- [To be done]:
Output as a JSON list of strings, one string per line, every line of the rows from the line containing "Question. Identify the cobblestone" through the last line of the rows, both ends included, with blank lines omitted.

:: Entries provided ::

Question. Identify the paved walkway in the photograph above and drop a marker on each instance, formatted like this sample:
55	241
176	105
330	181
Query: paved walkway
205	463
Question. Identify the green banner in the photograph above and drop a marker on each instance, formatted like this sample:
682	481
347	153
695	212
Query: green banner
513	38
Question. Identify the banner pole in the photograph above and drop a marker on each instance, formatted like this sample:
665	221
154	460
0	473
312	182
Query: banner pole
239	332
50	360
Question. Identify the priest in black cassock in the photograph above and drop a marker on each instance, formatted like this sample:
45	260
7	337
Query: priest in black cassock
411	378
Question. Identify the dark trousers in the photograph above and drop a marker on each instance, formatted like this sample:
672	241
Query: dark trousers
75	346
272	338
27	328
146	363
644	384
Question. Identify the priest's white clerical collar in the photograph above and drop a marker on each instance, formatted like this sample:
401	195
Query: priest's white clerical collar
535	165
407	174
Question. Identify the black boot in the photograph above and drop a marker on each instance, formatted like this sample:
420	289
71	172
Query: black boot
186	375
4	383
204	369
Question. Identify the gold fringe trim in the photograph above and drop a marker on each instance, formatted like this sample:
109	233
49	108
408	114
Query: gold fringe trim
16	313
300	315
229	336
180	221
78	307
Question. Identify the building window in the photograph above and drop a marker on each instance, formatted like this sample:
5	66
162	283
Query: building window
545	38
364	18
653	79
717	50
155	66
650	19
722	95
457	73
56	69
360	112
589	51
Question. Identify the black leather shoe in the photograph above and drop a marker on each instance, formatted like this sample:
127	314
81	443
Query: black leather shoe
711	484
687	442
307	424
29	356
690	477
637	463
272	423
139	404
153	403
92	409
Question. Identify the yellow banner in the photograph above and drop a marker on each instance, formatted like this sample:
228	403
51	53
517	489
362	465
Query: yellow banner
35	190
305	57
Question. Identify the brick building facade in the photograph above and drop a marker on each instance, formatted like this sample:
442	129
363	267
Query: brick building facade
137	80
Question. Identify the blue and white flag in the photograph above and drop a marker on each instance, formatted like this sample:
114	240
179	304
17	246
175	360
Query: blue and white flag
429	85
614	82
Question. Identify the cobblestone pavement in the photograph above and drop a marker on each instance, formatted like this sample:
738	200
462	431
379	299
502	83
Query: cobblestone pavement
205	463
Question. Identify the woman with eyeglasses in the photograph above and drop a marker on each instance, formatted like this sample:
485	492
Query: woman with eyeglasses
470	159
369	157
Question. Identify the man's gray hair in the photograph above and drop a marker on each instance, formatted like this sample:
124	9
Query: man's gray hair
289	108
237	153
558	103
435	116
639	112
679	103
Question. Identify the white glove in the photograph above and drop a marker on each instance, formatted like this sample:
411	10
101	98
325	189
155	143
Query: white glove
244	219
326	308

:::

- [Completed task]:
[
  "Question. Identify the cobblestone pavement in the photograph above and drop a marker on each instance, formatted like this sample:",
  "738\t200",
  "462\t431",
  "379\t299",
  "502\t83",
  "Query: cobblestone pavement",
  "205\t463",
  "Question. Identify the woman with eyeglasses in the photograph above and drop a marker on each instance, formatted like this sample:",
  "485\t492",
  "Query: woman with eyeglasses",
  "470\t159",
  "369\t157",
  "Question. Identify the man's gray hair in the photograph above and drop a marker on each instance, formatted like this sample:",
  "124\t9",
  "Query: man's gray hair",
  "289\t108",
  "237\t153",
  "558\t103",
  "435\t116",
  "639\t112",
  "679\t103",
  "Question. Identify the white glove in the photograph above and drop a marker on each instance, formatted like this sample:",
  "411\t10",
  "101\t98",
  "325\t189",
  "155\t143",
  "Query: white glove",
  "244\t219",
  "326\t308"
]